» What you have to do: Convert every line of the data below into a numbered list, omitting blank lines.

Location identification entries
▶

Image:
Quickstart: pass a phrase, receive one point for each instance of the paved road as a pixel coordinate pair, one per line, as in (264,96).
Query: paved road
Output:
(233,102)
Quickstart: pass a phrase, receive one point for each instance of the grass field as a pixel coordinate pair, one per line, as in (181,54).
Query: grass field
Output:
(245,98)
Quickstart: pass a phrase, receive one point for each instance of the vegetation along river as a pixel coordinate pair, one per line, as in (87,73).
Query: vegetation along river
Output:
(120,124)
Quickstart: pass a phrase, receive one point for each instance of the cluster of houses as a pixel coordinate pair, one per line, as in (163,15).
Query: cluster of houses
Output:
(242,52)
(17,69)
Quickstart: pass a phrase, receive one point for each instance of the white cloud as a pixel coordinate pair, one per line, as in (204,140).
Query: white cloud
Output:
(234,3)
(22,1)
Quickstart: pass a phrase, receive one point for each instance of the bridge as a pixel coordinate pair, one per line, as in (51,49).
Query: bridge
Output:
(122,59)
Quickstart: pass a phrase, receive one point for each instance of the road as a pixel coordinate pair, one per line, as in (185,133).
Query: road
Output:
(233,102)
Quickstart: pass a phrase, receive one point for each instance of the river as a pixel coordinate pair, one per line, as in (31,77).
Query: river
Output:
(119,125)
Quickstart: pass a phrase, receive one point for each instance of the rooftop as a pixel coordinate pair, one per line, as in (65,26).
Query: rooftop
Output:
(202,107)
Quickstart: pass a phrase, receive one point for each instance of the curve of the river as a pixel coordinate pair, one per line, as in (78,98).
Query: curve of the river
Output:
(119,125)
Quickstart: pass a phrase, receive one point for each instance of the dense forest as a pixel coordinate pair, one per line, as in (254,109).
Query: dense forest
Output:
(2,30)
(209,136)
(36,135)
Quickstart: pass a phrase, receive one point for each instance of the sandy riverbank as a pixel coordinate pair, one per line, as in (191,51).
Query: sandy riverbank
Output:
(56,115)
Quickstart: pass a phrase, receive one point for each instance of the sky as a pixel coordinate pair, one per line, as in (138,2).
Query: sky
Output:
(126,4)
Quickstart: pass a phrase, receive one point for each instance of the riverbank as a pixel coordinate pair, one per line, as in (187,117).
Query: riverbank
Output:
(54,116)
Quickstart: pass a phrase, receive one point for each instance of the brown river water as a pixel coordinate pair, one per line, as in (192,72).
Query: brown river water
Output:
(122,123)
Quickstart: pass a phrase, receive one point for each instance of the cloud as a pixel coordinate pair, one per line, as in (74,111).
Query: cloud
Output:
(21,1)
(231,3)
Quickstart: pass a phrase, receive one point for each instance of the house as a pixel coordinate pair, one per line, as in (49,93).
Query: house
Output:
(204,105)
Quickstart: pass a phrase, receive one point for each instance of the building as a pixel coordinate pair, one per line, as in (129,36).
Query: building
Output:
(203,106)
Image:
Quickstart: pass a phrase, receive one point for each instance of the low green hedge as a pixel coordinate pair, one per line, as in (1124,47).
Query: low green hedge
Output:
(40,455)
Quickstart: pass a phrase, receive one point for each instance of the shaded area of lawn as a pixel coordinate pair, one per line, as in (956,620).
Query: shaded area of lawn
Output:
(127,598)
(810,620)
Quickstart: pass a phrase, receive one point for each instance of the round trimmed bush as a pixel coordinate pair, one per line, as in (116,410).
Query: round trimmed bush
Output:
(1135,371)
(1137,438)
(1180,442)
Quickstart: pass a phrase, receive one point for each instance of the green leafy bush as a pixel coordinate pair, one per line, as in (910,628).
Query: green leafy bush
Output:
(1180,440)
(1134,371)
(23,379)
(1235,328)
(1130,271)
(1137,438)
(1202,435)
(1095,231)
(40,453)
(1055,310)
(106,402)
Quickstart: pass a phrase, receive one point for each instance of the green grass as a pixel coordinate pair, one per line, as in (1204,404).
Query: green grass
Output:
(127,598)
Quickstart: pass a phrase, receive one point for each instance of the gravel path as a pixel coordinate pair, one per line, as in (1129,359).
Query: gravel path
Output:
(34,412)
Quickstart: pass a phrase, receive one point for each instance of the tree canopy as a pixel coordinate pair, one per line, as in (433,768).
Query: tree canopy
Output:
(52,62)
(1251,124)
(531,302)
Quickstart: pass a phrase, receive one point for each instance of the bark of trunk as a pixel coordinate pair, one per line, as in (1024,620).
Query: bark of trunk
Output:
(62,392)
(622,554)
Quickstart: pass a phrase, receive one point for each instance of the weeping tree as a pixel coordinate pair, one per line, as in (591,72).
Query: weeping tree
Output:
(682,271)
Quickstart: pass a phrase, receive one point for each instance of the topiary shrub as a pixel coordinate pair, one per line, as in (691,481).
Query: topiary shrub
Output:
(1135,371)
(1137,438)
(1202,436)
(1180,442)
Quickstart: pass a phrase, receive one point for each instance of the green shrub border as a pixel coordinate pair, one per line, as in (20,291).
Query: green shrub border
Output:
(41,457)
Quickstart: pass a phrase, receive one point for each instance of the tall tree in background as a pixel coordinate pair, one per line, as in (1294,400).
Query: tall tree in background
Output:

◀

» Finished answer:
1. Image:
2. Quickstart: pass a phrase, receive one point for each instance of the paved road as a pixel coordinate pair, one per line, as in (264,96).
3. Query: paved road
4. Output:
5. (233,102)
6. Quickstart: pass a phrase, receive one point for each instance of the grass field as a pixel coordinate pair, one per line, as in (181,54).
7. Query: grass field
8. Output:
9. (245,98)
10. Quickstart: pass a phrase, receive one point for each instance of the vegetation along river as a pixel coordinate pair, one per line, as in (87,73).
11. Query: vegetation along river
12. Output:
13. (120,124)
14. Quickstart: pass a phrase, receive one point for each instance of the cluster of houses as a pixel coordinate pair, one per line, as in (163,15).
15. Query: cluster of houses
16. Output:
17. (242,52)
18. (17,69)
19. Quickstart: pass a phrase, receive one point for each instance of the white cloud as a pixel coordinate pair, one per line, as in (204,140).
20. Query: white cloud
21. Output:
22. (234,3)
23. (22,1)
24. Quickstart: pass a phrase, receive one point for each instance of the bridge as a pixel coordinate pair, one per line, as in (51,49).
25. Query: bridge
26. Output:
27. (122,59)
28. Quickstart: pass a phrase, receive one point for each instance of the road as a pixel coordinate pair, one per line, as in (185,133).
29. Query: road
30. Output:
31. (233,102)
32. Quickstart: pass a phrase, receive one point for each instance of the river as a pixel coordinate pair, one per line, as in (31,77).
33. Query: river
34. Output:
35. (119,125)
36. Quickstart: pass a phrase, receive one point for each instance of the rooftop as a pixel coordinate pair, one per line, as in (65,26).
37. Query: rooftop
38. Output:
39. (202,107)
40. Quickstart: pass a phrase, receive one point for each instance of the curve of the river as a pixel coordinate pair, one per line, as in (78,98).
41. Query: curve of the river
42. Output:
43. (119,125)
44. Quickstart: pass a phrase, receive one point for each instance of the dense forest as a pixel coordinate pair, one per line, as in (254,109).
45. Query: dense forest
46. Output:
47. (2,30)
48. (209,136)
49. (36,135)
50. Quickstart: pass a phrase, receive one point for each instance of the sandy riverbank as a pixel coordinate pair, one per line, as in (191,51).
51. Query: sandy riverbank
52. Output:
53. (56,115)
54. Quickstart: pass a phrase, receive one point for each instance of the sky as a pixel coordinate pair, one per line, as in (138,2).
55. Query: sky
56. Output:
57. (126,4)
58. Quickstart: pass a phrase, receive one point for each instance of the riverbank as a pixel coordinate pair, one per line, as in (187,117).
59. Query: riverbank
60. Output:
61. (54,116)
62. Quickstart: pass a phrase, receive one point for each instance of the brown river water as a pixel coordinate pair, one per line, as in (192,72).
63. Query: brown river water
64. Output:
65. (122,123)
66. Quickstart: pass a phrase, receive one point for each instance of the cloud as a pixel coordinate pair, one per line, as in (74,111).
67. Query: cloud
68. Output:
69. (21,1)
70. (231,3)
71. Quickstart: pass a phrase, receive one point for each instance of the house as a pixel coordinate pair, one per line, as in (49,93).
72. Query: house
73. Output:
74. (204,105)
75. Quickstart: pass a phrase, receive one point for each instance of the building as a pixel coordinate pair, one per line, as in (129,36).
76. Query: building
77. Output:
78. (203,106)
79. Image:
80. Quickstart: pass a phrase, receive one point for each instance of the low green hedge as a pixel coordinate pair, one per line, as in (1124,47).
81. Query: low green hedge
82. Output:
83. (40,455)
84. Quickstart: pass a phrase, receive one point for each instance of the shaded area of lawn as a pixel coordinate pair, one per line, as in (956,620).
85. Query: shaded area of lawn
86. Output:
87. (127,598)
88. (810,620)
89. Quickstart: pass a phrase, receive one point for each instance of the round trimmed bush as a pixel coordinate pair, one per line, as in (116,410).
90. Query: round trimmed bush
91. Output:
92. (1135,371)
93. (1137,438)
94. (1180,442)
95. Quickstart: pass a phrase, receive one point for each instance of the green leafy bush as a pixel coordinate pair, one per line, as in (910,628).
96. Query: green leafy bush
97. Output:
98. (1180,440)
99. (1134,371)
100. (23,379)
101. (1235,328)
102. (1130,271)
103. (1137,438)
104. (1202,435)
105. (1095,231)
106. (40,453)
107. (1055,310)
108. (106,402)
109. Quickstart: pass a phrase, receive one point for each instance of the green grass as a pixel coordinate pair, one per line, as in (1204,404).
110. Query: green grass
111. Output:
112. (127,598)
113. Quickstart: pass a phrase, receive one point for each instance of the gravel path as a pixel coordinate pair, one per line, as in (1129,359).
114. Query: gravel path
115. Output:
116. (34,412)
117. Quickstart: pass a phrase, receive one point for each instance of the tree canopy as a pixel coordinate pair, one per line, as in (433,768).
118. Query: tree canopy
119. Output:
120. (52,62)
121. (1251,124)
122. (531,302)
123. Quickstart: pass a phrase, receive one point for each instance of the bark of trunk as a pixel coordinate pair, one per line, as in (1024,620).
124. Query: bark of trunk
125. Output:
126. (62,392)
127. (622,554)
128. Quickstart: pass a phrase, receive one point for each instance of the weeping tree as a pixel coordinate pair, one per line, as in (591,72).
129. Query: weeping tree
130. Output:
131. (682,271)
132. Quickstart: pass a phrase, receive one point for each instance of the topiary shrub as a pixel coordinate pair, one per line, as in (691,481).
133. Query: topiary shrub
134. Output:
135. (1135,371)
136. (1137,438)
137. (1202,436)
138. (1180,442)
139. Quickstart: pass a phrase, receive one point for each instance of the green shrub border as a pixel coordinate pair, one per line, as in (20,291).
140. Query: green shrub border
141. Output:
142. (41,457)
143. Quickstart: pass a phrase, receive one point for each instance of the tall tree in background as a pixel coordinate pair, one per line, as in (1294,400).
144. Query: tall tree in background
145. Output:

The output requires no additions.